### EXERCISE OBJECTIVE
Consider the entries below. Count the lines holding the string "leaf" and state the number only.

= = =

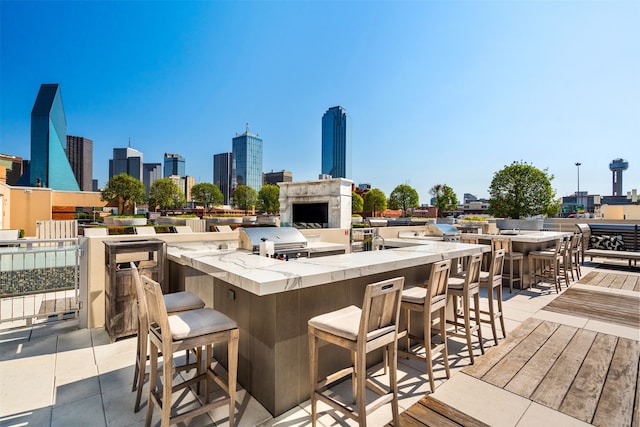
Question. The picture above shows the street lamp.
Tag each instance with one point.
(578, 192)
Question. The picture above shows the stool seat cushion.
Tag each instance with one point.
(417, 295)
(343, 323)
(202, 321)
(182, 301)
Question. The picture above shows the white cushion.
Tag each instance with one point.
(194, 323)
(343, 323)
(181, 301)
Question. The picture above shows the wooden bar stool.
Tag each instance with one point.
(360, 331)
(190, 329)
(492, 282)
(510, 256)
(428, 299)
(176, 302)
(467, 288)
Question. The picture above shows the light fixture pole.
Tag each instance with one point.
(578, 192)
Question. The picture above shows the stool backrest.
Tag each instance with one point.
(157, 311)
(438, 280)
(497, 264)
(381, 309)
(473, 270)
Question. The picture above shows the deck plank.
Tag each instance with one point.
(598, 305)
(618, 395)
(552, 390)
(495, 354)
(525, 382)
(503, 371)
(582, 398)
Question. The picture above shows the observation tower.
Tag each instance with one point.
(617, 166)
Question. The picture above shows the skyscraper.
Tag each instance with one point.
(126, 160)
(49, 166)
(247, 156)
(336, 143)
(223, 173)
(150, 172)
(80, 155)
(174, 164)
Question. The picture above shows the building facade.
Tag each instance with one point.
(223, 175)
(273, 178)
(174, 164)
(247, 156)
(150, 172)
(49, 166)
(336, 143)
(80, 155)
(126, 160)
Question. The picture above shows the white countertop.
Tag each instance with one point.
(264, 276)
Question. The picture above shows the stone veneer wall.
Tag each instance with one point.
(336, 192)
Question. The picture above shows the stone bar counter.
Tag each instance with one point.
(272, 300)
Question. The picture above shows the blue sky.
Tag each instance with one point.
(439, 92)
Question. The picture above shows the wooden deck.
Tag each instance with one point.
(588, 375)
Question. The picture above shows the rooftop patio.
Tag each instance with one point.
(57, 374)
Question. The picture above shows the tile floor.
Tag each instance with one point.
(58, 375)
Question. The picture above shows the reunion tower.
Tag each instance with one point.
(617, 166)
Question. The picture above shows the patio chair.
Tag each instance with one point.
(198, 328)
(510, 256)
(360, 331)
(174, 303)
(428, 299)
(467, 288)
(492, 282)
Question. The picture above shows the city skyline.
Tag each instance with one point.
(439, 92)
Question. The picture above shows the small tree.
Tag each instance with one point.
(445, 198)
(126, 191)
(245, 197)
(207, 194)
(403, 197)
(375, 201)
(269, 198)
(521, 190)
(357, 203)
(166, 194)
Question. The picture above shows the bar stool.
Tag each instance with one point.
(467, 288)
(428, 299)
(360, 331)
(492, 281)
(175, 302)
(510, 256)
(198, 328)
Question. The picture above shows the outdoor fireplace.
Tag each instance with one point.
(324, 203)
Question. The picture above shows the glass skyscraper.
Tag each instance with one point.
(174, 165)
(223, 173)
(336, 143)
(49, 166)
(247, 156)
(126, 160)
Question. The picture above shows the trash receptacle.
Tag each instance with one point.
(120, 293)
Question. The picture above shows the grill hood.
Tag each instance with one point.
(282, 238)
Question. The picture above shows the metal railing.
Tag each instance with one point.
(39, 279)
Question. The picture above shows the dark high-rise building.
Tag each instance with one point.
(150, 172)
(247, 156)
(80, 155)
(336, 143)
(275, 177)
(174, 164)
(223, 174)
(126, 160)
(49, 166)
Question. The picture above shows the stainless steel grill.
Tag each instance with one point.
(286, 240)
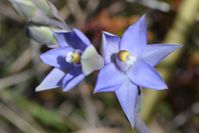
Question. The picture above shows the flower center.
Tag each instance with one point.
(126, 57)
(73, 57)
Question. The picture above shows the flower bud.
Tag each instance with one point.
(44, 6)
(24, 7)
(41, 34)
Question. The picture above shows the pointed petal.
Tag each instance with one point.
(110, 46)
(134, 38)
(154, 53)
(146, 76)
(91, 60)
(52, 80)
(75, 39)
(72, 78)
(109, 79)
(56, 57)
(60, 36)
(127, 95)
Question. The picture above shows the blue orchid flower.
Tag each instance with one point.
(74, 59)
(129, 63)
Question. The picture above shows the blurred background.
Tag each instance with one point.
(175, 110)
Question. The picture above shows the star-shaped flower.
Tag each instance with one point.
(73, 60)
(129, 63)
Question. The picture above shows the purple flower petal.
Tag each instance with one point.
(127, 95)
(91, 60)
(134, 38)
(154, 53)
(56, 57)
(109, 79)
(75, 39)
(60, 36)
(82, 37)
(110, 46)
(72, 78)
(52, 80)
(146, 76)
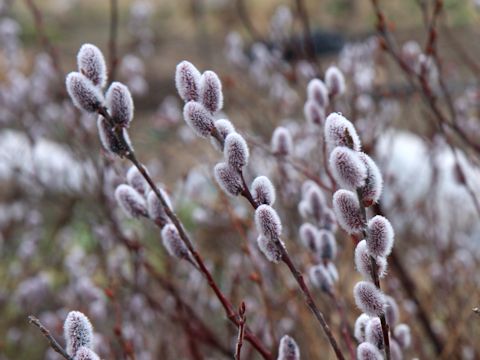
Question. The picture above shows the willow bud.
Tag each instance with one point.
(372, 189)
(268, 222)
(288, 349)
(318, 92)
(84, 94)
(348, 170)
(211, 95)
(187, 81)
(380, 237)
(403, 335)
(91, 63)
(198, 118)
(132, 203)
(347, 211)
(360, 325)
(340, 132)
(173, 243)
(321, 278)
(228, 179)
(374, 333)
(369, 298)
(236, 151)
(314, 113)
(363, 262)
(77, 331)
(367, 351)
(263, 191)
(85, 353)
(270, 249)
(282, 143)
(327, 246)
(335, 81)
(119, 102)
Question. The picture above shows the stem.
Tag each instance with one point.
(53, 343)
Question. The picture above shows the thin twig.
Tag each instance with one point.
(53, 343)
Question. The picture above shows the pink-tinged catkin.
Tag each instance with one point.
(120, 104)
(132, 203)
(270, 249)
(77, 331)
(335, 81)
(198, 118)
(84, 94)
(360, 326)
(392, 313)
(318, 92)
(156, 212)
(211, 95)
(91, 63)
(340, 132)
(347, 211)
(288, 349)
(85, 353)
(369, 298)
(228, 179)
(282, 143)
(137, 181)
(268, 222)
(314, 114)
(403, 335)
(263, 191)
(236, 151)
(380, 237)
(321, 278)
(363, 262)
(374, 333)
(187, 81)
(173, 242)
(348, 170)
(327, 246)
(308, 236)
(108, 138)
(372, 189)
(367, 351)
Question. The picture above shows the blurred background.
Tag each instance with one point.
(62, 236)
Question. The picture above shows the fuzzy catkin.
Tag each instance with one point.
(77, 331)
(282, 143)
(132, 203)
(187, 81)
(84, 94)
(367, 351)
(380, 236)
(91, 63)
(369, 299)
(211, 95)
(347, 211)
(236, 151)
(268, 222)
(198, 118)
(318, 92)
(269, 248)
(263, 191)
(340, 132)
(120, 104)
(288, 349)
(173, 242)
(372, 189)
(228, 179)
(348, 170)
(85, 353)
(360, 325)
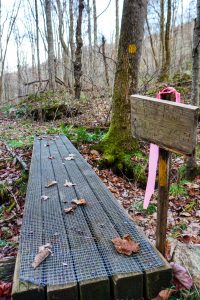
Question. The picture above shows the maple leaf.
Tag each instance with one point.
(79, 201)
(43, 252)
(69, 184)
(69, 210)
(51, 183)
(126, 245)
(43, 197)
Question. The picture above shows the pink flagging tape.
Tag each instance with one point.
(154, 153)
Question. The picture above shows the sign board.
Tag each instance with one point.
(170, 125)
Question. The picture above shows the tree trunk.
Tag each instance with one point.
(192, 168)
(51, 57)
(78, 53)
(89, 31)
(117, 26)
(164, 76)
(119, 138)
(105, 61)
(64, 45)
(37, 43)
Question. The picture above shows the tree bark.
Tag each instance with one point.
(62, 41)
(119, 137)
(105, 61)
(51, 56)
(117, 26)
(78, 53)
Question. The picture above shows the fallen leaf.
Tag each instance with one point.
(51, 183)
(43, 197)
(69, 210)
(43, 253)
(164, 294)
(69, 158)
(79, 201)
(5, 289)
(126, 245)
(182, 279)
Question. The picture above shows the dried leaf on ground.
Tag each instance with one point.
(69, 158)
(69, 210)
(79, 201)
(51, 183)
(43, 253)
(43, 197)
(182, 278)
(126, 245)
(164, 294)
(5, 289)
(68, 183)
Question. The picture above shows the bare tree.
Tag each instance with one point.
(3, 49)
(119, 138)
(50, 42)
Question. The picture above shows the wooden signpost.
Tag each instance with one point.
(172, 126)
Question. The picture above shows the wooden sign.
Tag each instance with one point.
(170, 125)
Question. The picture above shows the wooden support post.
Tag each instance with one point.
(163, 193)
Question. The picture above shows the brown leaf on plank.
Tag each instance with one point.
(43, 253)
(79, 201)
(68, 183)
(51, 183)
(126, 245)
(69, 210)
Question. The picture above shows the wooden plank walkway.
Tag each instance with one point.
(84, 264)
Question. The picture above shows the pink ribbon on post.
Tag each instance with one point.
(154, 153)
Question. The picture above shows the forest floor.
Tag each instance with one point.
(85, 130)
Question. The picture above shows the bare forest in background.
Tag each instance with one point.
(80, 49)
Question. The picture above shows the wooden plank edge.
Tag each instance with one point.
(25, 290)
(157, 279)
(62, 291)
(98, 289)
(127, 286)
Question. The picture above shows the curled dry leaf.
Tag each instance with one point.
(51, 157)
(126, 245)
(43, 253)
(164, 294)
(69, 158)
(79, 201)
(182, 278)
(51, 183)
(43, 197)
(68, 184)
(69, 210)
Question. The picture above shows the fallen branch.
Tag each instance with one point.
(18, 158)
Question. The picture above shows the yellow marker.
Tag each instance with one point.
(132, 48)
(162, 172)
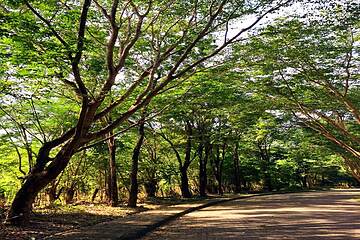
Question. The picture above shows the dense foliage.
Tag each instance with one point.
(101, 100)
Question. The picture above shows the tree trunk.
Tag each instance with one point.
(19, 213)
(69, 195)
(202, 172)
(185, 192)
(218, 164)
(94, 194)
(151, 188)
(237, 179)
(134, 187)
(112, 183)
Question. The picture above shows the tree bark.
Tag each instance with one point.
(20, 210)
(237, 179)
(185, 191)
(202, 170)
(134, 186)
(112, 183)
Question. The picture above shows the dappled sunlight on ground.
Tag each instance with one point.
(315, 215)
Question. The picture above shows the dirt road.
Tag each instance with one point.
(314, 215)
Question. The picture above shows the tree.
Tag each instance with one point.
(151, 44)
(309, 65)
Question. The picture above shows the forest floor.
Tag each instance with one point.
(328, 215)
(47, 221)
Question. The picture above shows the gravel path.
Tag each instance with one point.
(315, 215)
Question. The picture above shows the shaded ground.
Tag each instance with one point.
(52, 220)
(48, 221)
(315, 215)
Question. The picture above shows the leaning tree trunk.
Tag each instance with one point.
(134, 187)
(39, 177)
(112, 182)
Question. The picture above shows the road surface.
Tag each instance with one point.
(313, 215)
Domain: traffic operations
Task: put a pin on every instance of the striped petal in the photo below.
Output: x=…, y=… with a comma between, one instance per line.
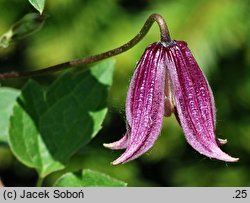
x=194, y=102
x=144, y=105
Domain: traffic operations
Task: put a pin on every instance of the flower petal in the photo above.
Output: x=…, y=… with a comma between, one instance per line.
x=145, y=103
x=194, y=101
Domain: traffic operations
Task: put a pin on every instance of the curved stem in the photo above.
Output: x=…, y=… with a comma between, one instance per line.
x=165, y=37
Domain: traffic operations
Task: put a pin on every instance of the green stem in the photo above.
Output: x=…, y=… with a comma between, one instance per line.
x=165, y=37
x=39, y=182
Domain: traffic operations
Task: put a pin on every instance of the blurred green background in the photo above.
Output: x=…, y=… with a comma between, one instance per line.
x=217, y=32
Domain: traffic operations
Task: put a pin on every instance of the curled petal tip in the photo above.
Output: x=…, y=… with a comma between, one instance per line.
x=120, y=144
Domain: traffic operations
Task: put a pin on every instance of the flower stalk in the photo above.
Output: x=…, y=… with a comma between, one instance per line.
x=94, y=58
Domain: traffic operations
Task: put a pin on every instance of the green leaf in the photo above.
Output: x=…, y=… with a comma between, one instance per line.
x=88, y=178
x=49, y=125
x=26, y=26
x=38, y=4
x=7, y=100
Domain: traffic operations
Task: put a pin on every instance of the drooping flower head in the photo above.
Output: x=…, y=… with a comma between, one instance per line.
x=167, y=80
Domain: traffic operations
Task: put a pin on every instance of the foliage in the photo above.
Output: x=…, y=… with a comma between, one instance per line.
x=217, y=33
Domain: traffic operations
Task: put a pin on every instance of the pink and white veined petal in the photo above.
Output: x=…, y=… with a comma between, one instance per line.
x=194, y=101
x=145, y=103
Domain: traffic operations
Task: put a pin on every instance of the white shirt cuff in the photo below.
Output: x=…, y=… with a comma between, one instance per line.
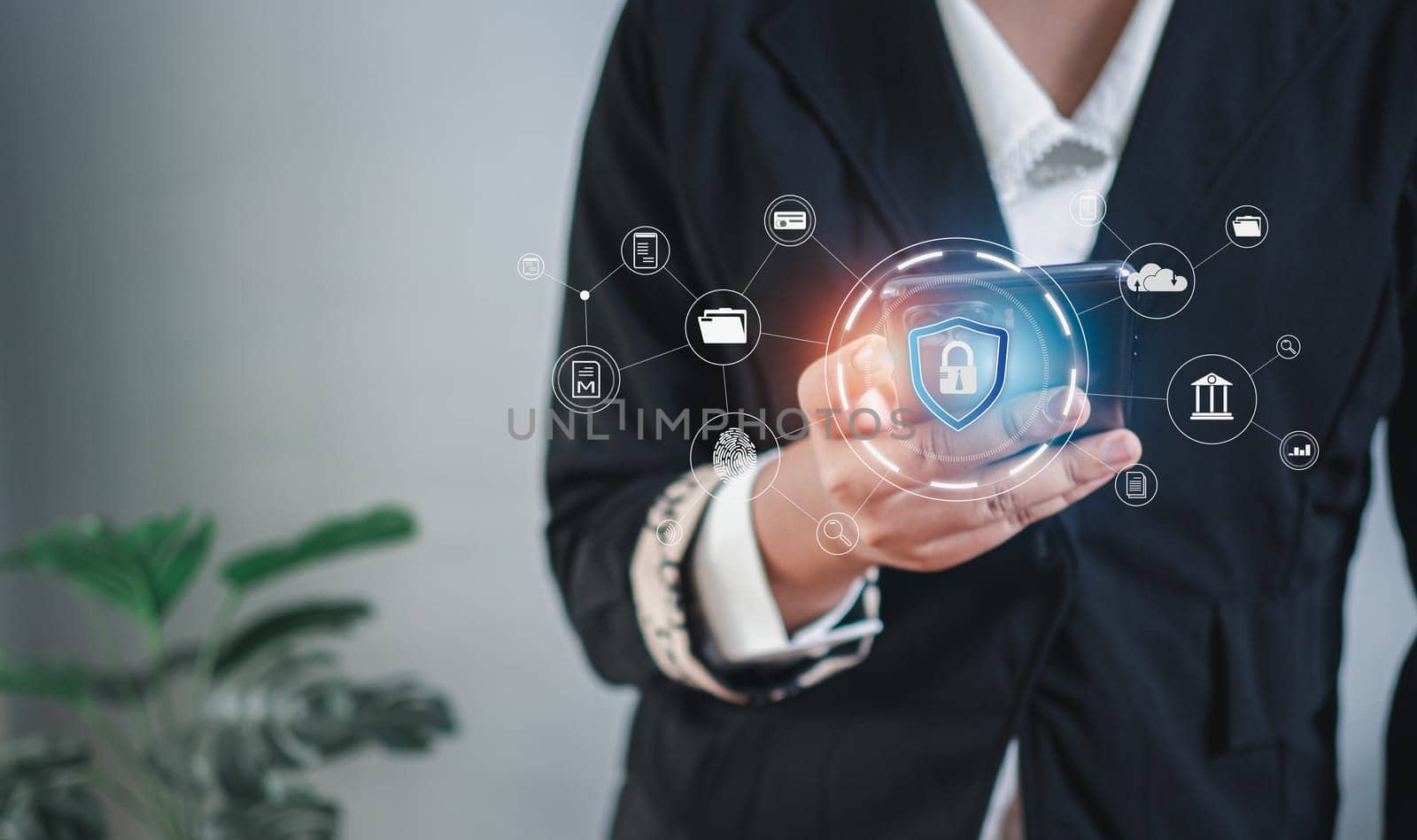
x=733, y=594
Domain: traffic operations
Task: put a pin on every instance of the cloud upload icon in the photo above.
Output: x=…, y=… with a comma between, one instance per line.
x=1154, y=278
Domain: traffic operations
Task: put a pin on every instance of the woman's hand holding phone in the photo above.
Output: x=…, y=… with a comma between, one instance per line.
x=821, y=474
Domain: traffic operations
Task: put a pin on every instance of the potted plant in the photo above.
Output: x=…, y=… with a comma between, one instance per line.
x=207, y=738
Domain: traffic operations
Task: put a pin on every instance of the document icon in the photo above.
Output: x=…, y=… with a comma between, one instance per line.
x=790, y=220
x=647, y=251
x=1246, y=227
x=585, y=379
x=724, y=326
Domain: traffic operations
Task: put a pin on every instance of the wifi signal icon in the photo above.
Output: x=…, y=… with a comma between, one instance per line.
x=670, y=533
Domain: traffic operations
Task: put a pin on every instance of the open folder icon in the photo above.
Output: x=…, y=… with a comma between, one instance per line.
x=724, y=326
x=1246, y=227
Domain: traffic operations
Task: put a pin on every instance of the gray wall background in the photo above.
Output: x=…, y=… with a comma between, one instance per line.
x=259, y=257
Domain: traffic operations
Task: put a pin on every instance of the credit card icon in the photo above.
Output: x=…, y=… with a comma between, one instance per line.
x=788, y=220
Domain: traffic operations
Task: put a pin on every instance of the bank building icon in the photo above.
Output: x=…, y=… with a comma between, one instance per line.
x=1209, y=405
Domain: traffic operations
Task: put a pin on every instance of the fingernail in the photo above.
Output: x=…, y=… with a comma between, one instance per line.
x=1066, y=404
x=1121, y=450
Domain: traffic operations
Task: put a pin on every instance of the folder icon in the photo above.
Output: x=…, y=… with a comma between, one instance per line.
x=724, y=326
x=1246, y=227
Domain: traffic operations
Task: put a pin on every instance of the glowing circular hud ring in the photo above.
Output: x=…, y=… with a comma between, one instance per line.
x=852, y=323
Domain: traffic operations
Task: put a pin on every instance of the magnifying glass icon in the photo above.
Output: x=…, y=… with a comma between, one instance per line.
x=833, y=528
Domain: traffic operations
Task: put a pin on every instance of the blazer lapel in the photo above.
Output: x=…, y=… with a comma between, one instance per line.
x=880, y=80
x=1220, y=71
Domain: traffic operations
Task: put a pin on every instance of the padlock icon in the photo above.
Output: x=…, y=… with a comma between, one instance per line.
x=958, y=379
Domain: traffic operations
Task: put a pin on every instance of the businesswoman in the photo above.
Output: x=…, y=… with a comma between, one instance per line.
x=1052, y=665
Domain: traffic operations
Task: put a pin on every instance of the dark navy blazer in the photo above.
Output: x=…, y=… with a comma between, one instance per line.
x=1169, y=672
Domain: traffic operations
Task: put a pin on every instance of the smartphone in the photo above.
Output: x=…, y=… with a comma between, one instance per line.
x=947, y=333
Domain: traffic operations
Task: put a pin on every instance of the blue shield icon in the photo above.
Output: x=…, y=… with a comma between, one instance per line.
x=958, y=367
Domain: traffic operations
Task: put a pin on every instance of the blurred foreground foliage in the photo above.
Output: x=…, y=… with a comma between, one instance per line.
x=209, y=736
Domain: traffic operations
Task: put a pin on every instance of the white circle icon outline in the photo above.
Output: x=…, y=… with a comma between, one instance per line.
x=1249, y=421
x=1244, y=219
x=530, y=266
x=1190, y=281
x=693, y=326
x=838, y=533
x=604, y=396
x=1133, y=492
x=807, y=212
x=1088, y=209
x=639, y=257
x=764, y=462
x=1286, y=453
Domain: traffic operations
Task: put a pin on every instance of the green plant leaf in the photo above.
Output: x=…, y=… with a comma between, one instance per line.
x=325, y=542
x=142, y=570
x=89, y=552
x=179, y=568
x=47, y=680
x=283, y=623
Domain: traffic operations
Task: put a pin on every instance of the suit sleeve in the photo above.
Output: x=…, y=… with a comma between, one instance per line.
x=614, y=476
x=1400, y=809
x=604, y=474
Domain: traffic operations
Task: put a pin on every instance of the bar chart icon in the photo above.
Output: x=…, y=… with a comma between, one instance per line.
x=1298, y=451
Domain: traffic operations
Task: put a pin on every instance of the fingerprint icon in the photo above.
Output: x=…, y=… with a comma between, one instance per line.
x=733, y=455
x=670, y=533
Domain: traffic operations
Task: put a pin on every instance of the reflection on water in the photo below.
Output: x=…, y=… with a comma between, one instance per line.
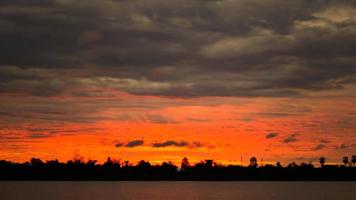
x=177, y=190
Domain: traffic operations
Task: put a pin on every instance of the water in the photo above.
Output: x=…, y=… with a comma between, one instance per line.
x=177, y=190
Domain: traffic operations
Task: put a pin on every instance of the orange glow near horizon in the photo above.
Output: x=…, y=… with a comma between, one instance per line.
x=223, y=129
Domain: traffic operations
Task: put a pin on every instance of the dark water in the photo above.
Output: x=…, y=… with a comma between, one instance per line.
x=177, y=190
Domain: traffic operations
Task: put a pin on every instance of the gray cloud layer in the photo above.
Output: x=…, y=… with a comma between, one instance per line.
x=177, y=48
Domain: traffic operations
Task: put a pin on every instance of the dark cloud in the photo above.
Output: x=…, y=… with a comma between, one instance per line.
x=271, y=135
x=290, y=138
x=170, y=143
x=134, y=143
x=185, y=48
x=318, y=147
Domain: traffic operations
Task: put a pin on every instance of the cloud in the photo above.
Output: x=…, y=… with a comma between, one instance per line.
x=170, y=143
x=271, y=135
x=318, y=147
x=290, y=138
x=108, y=44
x=134, y=143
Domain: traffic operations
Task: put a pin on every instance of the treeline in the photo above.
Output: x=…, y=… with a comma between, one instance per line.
x=78, y=169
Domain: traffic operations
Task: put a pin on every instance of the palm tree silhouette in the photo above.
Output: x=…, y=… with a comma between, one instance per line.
x=345, y=160
x=322, y=161
x=253, y=162
x=353, y=160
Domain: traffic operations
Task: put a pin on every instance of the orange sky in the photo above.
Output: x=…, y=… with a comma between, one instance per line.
x=220, y=128
x=162, y=80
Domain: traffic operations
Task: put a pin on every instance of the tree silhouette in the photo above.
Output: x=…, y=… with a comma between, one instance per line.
x=345, y=160
x=253, y=162
x=79, y=169
x=185, y=164
x=353, y=160
x=322, y=161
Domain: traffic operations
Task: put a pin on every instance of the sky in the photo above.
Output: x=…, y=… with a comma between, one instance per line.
x=161, y=80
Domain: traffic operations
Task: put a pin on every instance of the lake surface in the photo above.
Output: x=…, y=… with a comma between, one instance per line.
x=34, y=190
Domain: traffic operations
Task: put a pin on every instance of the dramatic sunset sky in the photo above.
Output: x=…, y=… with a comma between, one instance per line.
x=163, y=79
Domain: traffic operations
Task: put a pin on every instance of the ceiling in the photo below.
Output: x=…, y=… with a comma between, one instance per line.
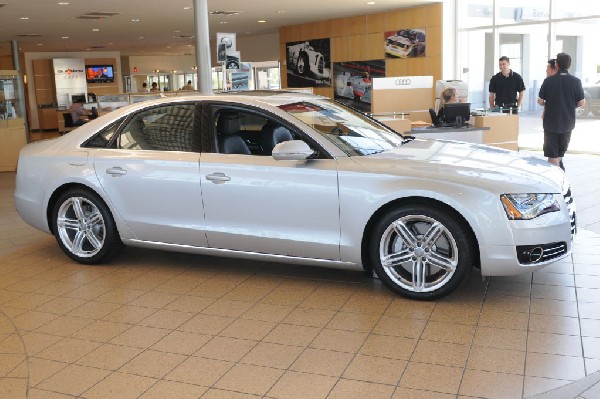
x=158, y=27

= = =

### EXERCISE ANSWER
7